§ **YOUR ASSIGNMENT**:
Could you restate, word for word, the line that has "formatted like [142,48]." and all lines following it through the end of the entries below?

──────────

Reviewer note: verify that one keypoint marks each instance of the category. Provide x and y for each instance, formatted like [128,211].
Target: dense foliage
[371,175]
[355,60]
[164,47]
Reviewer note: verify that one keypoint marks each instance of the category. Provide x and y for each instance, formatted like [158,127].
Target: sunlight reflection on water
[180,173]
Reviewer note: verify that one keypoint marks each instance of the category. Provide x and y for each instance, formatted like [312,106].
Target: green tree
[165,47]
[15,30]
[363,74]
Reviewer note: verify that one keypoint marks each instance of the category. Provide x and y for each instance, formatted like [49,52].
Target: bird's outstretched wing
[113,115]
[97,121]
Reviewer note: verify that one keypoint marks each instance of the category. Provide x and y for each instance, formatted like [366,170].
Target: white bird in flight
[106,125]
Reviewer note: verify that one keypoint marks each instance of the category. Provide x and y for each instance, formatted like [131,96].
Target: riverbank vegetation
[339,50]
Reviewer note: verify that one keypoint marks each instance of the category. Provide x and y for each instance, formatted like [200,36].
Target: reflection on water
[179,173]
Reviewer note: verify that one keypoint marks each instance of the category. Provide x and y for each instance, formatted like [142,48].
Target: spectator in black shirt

──────────

§ **RESPONSE TO THIS EXERCISE**:
Reviewer note: verify that one keypoint marks each instance of the category. Provide x and y for each instance, formatted like [142,48].
Target: spectator in black shirt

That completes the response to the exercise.